%%

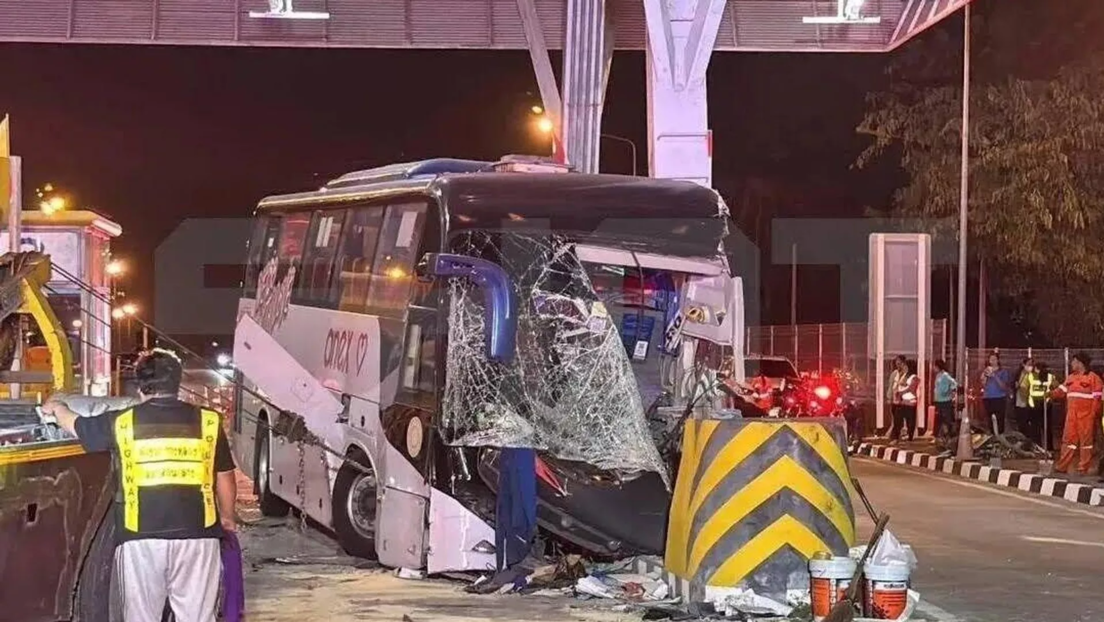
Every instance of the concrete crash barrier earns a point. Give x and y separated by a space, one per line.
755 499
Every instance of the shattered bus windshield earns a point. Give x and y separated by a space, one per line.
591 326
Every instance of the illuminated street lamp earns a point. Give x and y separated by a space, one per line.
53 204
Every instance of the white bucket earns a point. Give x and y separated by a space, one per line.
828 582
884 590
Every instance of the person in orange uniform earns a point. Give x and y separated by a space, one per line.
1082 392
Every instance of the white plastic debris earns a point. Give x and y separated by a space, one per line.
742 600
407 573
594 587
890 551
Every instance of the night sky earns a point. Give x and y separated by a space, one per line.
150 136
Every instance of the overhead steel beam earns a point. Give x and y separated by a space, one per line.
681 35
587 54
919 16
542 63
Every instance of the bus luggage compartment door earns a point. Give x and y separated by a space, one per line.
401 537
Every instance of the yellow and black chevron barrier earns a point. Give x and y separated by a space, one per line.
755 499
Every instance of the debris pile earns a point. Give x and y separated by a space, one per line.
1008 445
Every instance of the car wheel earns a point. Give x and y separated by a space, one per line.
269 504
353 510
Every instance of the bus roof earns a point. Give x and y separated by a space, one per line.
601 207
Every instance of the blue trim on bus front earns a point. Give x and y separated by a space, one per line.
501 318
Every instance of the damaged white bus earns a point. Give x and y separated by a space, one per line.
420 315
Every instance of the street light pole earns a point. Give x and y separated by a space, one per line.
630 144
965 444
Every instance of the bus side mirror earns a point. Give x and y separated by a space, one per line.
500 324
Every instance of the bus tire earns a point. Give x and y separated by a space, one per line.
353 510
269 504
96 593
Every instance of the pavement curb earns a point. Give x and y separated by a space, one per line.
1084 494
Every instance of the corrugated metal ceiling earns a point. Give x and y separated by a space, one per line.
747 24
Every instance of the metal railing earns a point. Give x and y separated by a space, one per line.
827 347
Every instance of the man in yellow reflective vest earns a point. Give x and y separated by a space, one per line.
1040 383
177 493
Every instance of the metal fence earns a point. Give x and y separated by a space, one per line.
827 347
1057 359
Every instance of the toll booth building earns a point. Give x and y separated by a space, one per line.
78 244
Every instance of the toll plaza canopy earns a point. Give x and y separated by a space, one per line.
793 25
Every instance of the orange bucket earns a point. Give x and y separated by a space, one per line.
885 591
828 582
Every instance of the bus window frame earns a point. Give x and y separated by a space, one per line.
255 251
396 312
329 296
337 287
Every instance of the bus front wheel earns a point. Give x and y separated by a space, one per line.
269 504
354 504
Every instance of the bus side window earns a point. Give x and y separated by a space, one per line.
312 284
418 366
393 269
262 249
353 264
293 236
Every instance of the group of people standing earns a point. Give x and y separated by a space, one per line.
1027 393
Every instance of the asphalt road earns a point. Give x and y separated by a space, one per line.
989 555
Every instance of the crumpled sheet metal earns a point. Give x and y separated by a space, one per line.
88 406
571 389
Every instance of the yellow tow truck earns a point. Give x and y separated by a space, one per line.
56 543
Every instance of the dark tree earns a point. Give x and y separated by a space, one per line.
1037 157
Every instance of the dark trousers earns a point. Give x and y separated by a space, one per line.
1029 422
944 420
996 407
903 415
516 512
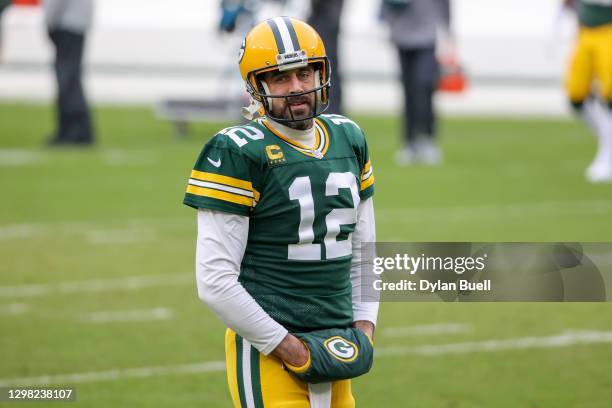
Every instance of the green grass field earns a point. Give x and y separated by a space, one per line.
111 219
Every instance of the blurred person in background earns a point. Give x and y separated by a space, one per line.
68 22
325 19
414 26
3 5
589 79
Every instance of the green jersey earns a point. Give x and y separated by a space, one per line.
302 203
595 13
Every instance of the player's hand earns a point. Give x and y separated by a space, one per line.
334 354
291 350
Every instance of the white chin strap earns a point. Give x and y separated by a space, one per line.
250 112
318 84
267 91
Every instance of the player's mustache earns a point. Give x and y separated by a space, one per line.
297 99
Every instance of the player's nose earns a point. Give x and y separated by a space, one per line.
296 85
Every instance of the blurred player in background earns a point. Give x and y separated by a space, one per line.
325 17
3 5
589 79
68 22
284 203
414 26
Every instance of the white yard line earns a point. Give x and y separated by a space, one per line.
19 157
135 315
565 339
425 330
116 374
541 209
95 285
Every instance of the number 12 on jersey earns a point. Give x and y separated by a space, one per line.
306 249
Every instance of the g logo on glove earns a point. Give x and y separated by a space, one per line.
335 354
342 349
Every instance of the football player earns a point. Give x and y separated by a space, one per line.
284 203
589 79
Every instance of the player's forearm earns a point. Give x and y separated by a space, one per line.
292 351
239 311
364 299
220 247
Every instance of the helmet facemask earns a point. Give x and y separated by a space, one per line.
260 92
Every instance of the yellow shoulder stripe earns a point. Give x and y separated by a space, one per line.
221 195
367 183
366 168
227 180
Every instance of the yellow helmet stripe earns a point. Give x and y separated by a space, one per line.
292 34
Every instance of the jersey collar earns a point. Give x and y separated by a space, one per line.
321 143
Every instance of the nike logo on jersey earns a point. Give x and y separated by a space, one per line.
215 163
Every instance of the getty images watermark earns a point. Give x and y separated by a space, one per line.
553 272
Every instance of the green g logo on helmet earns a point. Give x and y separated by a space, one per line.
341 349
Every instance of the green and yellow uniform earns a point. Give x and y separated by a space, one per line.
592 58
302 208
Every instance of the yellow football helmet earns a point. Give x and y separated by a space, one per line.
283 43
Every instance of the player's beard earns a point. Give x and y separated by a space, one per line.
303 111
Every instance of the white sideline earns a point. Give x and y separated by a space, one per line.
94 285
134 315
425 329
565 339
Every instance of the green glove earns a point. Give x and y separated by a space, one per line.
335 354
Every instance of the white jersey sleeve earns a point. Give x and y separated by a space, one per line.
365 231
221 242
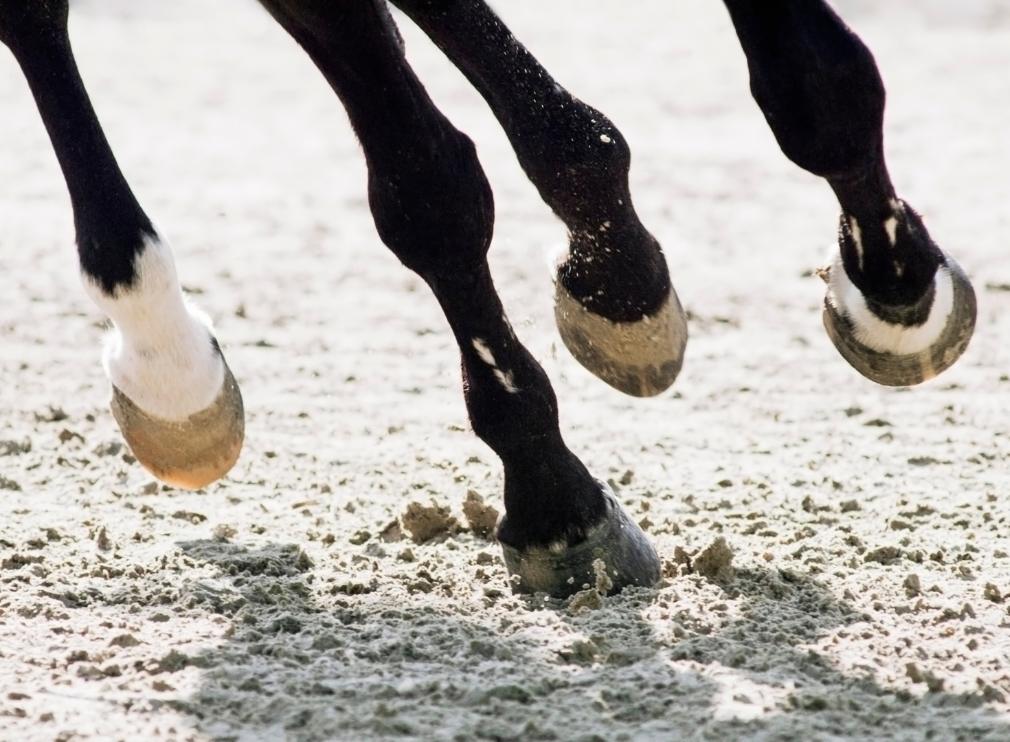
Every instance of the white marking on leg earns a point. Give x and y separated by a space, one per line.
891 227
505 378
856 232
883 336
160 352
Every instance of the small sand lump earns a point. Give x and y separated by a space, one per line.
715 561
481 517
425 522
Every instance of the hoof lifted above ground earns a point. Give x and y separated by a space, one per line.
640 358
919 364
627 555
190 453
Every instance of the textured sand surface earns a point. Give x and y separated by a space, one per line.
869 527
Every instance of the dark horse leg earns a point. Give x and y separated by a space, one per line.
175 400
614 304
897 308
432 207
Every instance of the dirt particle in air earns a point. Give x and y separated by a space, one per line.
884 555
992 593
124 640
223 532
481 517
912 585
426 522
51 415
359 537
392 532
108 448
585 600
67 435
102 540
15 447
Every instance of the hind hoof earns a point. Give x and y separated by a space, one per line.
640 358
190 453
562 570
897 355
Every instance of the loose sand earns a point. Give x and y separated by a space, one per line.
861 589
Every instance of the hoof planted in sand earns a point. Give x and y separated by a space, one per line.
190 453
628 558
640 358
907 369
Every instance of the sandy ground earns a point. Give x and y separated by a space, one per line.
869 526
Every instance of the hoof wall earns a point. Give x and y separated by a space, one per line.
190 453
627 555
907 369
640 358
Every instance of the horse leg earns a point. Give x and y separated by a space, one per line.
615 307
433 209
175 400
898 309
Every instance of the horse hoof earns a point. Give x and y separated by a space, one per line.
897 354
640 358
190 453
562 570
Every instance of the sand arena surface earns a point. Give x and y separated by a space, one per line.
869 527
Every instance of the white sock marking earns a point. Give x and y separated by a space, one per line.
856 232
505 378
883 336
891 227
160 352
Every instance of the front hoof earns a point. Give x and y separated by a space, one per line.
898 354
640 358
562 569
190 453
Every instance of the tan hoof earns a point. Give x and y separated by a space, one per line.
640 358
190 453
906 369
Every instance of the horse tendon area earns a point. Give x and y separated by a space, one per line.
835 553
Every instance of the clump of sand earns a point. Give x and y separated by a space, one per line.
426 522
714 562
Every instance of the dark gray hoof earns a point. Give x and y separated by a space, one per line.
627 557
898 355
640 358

%%
%%

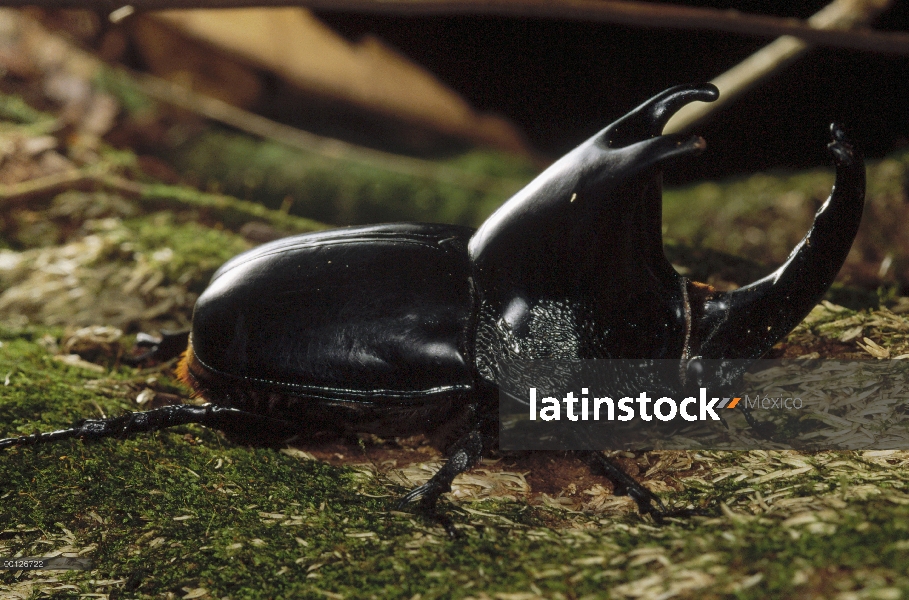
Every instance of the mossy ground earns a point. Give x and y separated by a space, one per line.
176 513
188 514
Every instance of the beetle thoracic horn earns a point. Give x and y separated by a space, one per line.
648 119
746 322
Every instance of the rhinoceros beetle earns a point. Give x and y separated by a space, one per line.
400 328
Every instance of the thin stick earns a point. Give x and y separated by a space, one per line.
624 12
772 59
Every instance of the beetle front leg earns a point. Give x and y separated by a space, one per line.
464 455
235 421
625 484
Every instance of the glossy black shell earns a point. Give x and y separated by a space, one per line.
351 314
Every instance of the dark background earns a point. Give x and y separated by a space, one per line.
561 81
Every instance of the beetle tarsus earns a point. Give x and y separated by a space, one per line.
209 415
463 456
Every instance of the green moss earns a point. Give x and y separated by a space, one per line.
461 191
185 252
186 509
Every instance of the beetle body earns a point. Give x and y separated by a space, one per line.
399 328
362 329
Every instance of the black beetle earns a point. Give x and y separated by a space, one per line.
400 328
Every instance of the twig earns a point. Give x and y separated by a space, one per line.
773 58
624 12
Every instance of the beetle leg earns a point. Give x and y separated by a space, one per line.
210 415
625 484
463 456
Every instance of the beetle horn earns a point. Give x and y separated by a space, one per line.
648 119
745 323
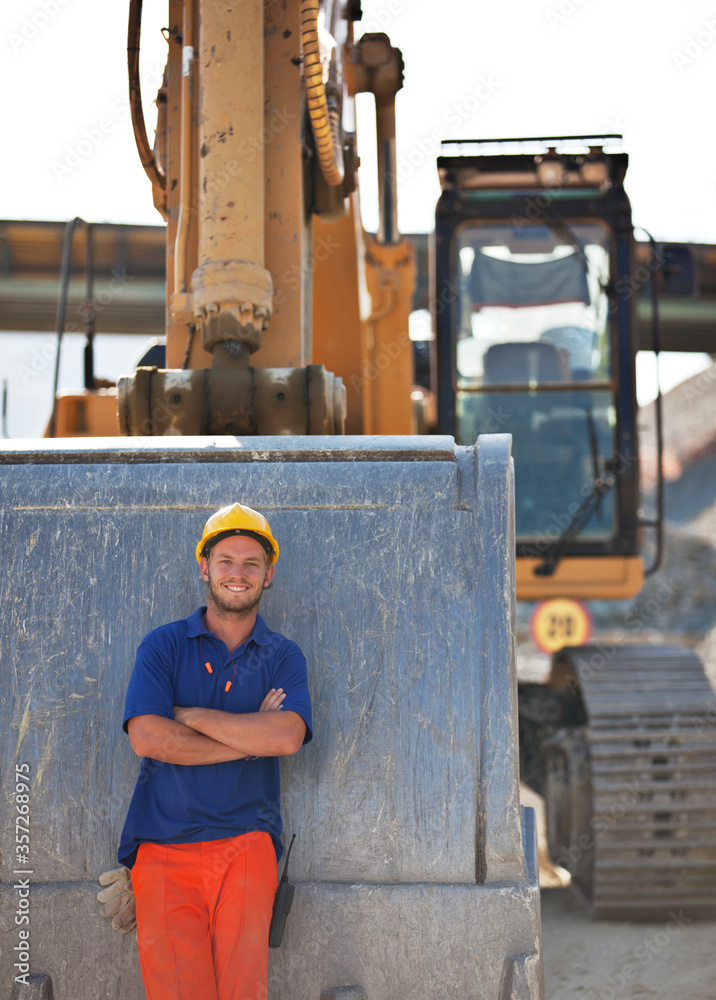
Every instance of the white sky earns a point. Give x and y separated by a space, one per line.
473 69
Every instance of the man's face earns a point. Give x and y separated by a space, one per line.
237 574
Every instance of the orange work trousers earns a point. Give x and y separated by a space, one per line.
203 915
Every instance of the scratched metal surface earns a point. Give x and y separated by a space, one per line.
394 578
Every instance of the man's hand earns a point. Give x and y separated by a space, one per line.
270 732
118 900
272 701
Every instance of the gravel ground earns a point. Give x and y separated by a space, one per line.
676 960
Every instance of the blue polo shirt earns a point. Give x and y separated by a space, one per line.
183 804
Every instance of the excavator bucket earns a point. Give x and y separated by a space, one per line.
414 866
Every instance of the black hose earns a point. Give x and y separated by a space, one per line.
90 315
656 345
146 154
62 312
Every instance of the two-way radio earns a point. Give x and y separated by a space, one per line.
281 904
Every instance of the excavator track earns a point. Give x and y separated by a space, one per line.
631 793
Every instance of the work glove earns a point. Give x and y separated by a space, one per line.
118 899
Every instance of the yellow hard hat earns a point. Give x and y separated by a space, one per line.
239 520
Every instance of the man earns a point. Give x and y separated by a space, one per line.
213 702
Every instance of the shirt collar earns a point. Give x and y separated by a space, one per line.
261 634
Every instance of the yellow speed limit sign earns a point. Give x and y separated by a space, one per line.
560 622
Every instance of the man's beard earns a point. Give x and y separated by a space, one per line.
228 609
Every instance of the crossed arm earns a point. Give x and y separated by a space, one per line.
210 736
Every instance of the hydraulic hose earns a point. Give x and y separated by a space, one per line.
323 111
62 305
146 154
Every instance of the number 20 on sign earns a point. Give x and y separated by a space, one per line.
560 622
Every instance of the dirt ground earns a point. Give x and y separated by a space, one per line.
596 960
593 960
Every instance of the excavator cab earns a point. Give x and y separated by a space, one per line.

%%
%%

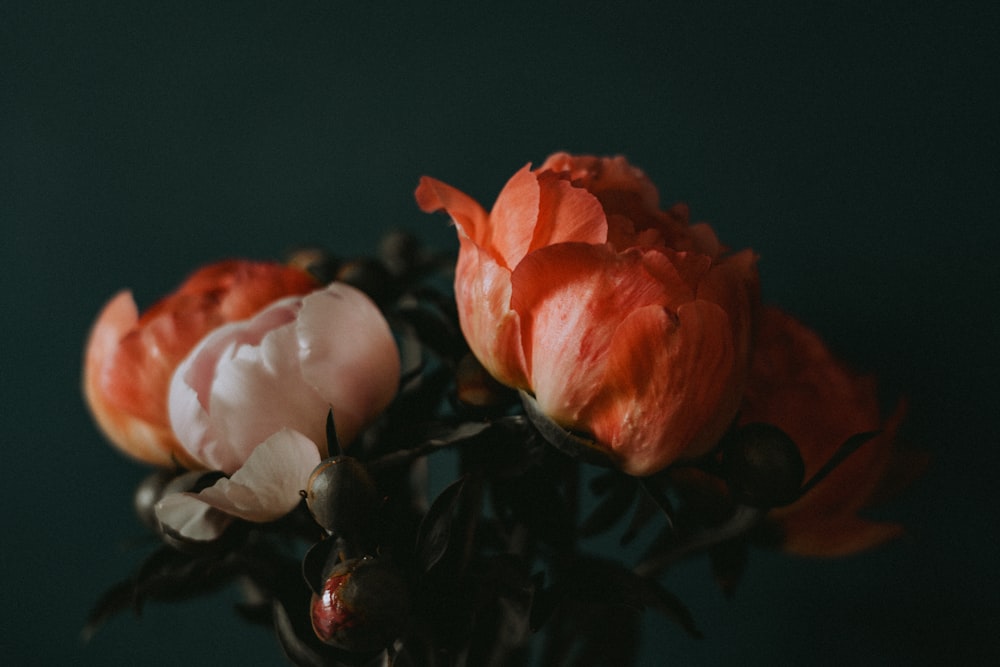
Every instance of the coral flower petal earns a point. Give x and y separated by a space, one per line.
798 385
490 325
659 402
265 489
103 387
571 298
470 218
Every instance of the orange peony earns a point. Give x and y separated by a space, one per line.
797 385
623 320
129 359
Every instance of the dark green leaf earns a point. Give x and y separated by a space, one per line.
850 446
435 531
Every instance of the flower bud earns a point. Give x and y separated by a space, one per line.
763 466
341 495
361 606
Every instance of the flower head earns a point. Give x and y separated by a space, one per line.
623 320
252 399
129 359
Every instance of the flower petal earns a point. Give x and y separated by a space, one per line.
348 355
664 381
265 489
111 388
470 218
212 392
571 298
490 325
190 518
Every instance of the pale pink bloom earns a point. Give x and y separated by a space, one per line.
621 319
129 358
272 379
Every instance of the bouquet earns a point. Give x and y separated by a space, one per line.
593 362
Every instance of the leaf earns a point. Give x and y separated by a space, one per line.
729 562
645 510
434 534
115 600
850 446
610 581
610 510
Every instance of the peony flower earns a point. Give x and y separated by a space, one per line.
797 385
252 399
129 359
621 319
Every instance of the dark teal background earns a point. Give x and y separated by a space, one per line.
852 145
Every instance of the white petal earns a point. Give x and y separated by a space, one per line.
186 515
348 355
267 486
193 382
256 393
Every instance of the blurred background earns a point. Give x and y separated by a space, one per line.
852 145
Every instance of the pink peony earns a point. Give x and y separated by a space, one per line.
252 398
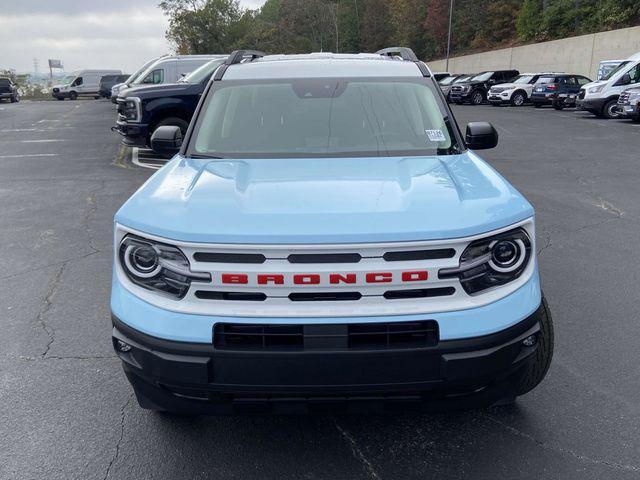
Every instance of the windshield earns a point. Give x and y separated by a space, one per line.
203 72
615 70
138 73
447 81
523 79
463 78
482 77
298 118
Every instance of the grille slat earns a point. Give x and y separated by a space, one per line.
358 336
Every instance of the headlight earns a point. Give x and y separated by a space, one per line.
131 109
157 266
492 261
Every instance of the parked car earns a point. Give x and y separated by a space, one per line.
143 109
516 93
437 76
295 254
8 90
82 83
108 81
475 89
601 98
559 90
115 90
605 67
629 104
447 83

%%

» What is required
Collect each line from the records above that contains the word "stripe", treating uppercase and lowercase as different.

» Written reply
Every instance of the yellow shoulder stripe earns a point. Give x and y separated by a space, one per line.
Every instance of the yellow helmet stripe earns a point. Give x and y separated by a space, one per line.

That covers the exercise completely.